__PAGE__:
*****
# Mass download options?



## Novotov (Nov 1, 2012)

Hello, I'm a longtime FA user but recently I've been trying to clean up my massive Favorites gallery. I've got several thousand in there, although I'm sure others have more.


Artists are known to modify their images after submission, and sometimes delete them. Just recently, I went through my Favorites and discovered that quite a few images I really enjoyed were deleted. Even worse, many of them I don't have another copy of! What I'd like to do is back up of all my Favorited submissions to my hard drive. So far, the only option I've found is manually saving each image. This, obviously, is not an option when the number of Favorites gets high.


Does anyone know of a mass-download option, or some way I can get all these images backed up without spending a week doing it? I'm not aware of what the FA TOS says in regards to this, but it seems like a reasonable request.
*****
__GIVEN PROBLEM 1__: According to the forum thread on mass downloads, what is the only backup option the poster has found so far?
__GIVEN PROBLEM 2__: Condense the paragraph of the forum thread on mass downloads that begins "Artists are known to modify" into a short bulleted list that keeps its main facts.
__GIVEN PROBLEM 3__: Pick up the forum thread on mass downloads after its last sentence and write what comes next.

__SUPPLIED INFORMATION__:
*****
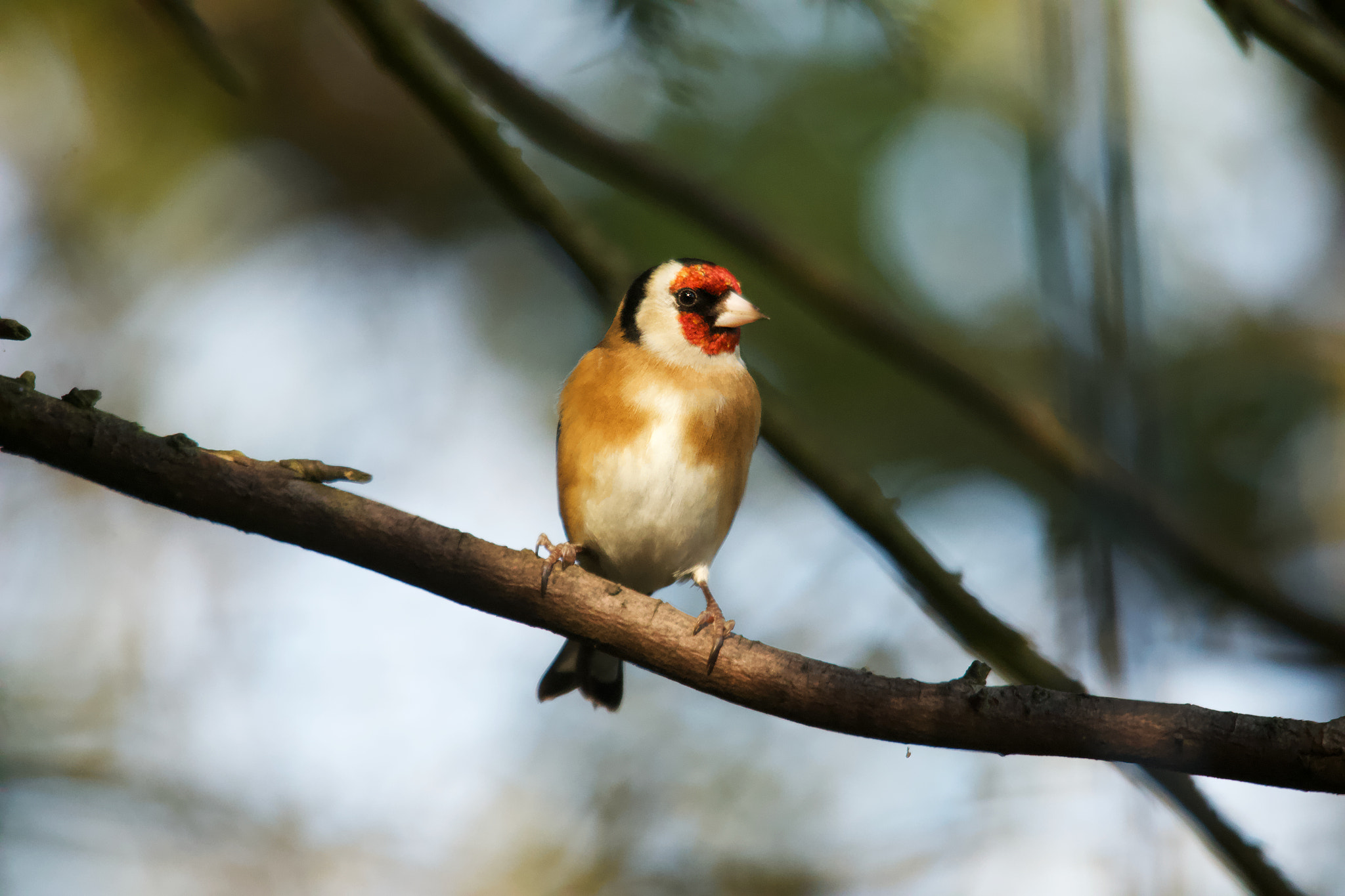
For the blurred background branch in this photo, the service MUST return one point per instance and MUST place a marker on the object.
(1313, 45)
*****
__TASK ANSWER 1__: Manually saving each image.

__TASK ANSWER 2__:
- Artists sometimes modify or delete their images after submission.
- A recent check of the Favorites showed that many well-liked images had been deleted, and there is no other copy of many of them.
- The goal is to back up all Favorited submissions to a hard drive.
- The only method found so far is saving each image manually, which is impractical for a large number of Favorites.

__TASK ANSWER 3__:
----------



## CerbrusNL (Nov 1, 2012)

The only tool that can really help you there is a Firefox Plugin called "FA Extender".

Mass downloaders are not allowed to be used on FA (And usually, using a bot/tool like that will get you noticed and restricted in no time). FA Extender's an exception, because it's not completely automated.


----------



## Teal (Nov 1, 2012)

Just save it before you fav it. It takes like two extra seconds.


----------



## CerbrusNL (Nov 1, 2012)

TealMoon said:


> Just save it before you fav it. It takes like two extra seconds.


And only half a second with FA Extender!


----------



## ArielMT (Nov 1, 2012)

TealMoon said:


> Just save it before you fav it. It takes like two extra seconds.



With FAExtender, every submission page has a convenient download button next to the submission title.  When clicked, it downloads into a sorted directory without even stopping to ask the user.

Obviously, I'm seconding the FAExtender recommendation.  However, it's not a staff recommendation, just a personal one coming from a regular user who only happens to be on forum staff.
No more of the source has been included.